DESCRIPTION OF THE TASK: Count the lines in the records below that contain the string "large", treating uppercase and lowercase as different, and reply with only the number.

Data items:
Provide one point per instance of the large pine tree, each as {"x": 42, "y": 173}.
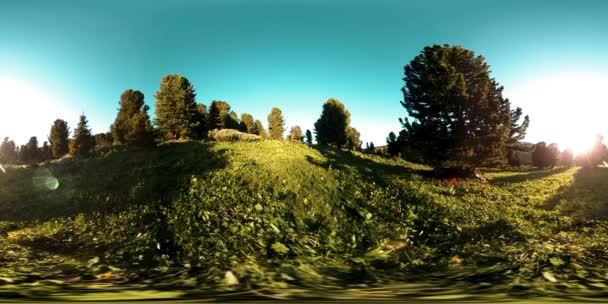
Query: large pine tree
{"x": 83, "y": 143}
{"x": 331, "y": 127}
{"x": 219, "y": 115}
{"x": 176, "y": 112}
{"x": 276, "y": 124}
{"x": 458, "y": 119}
{"x": 59, "y": 138}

RESPONSE BELOW: 2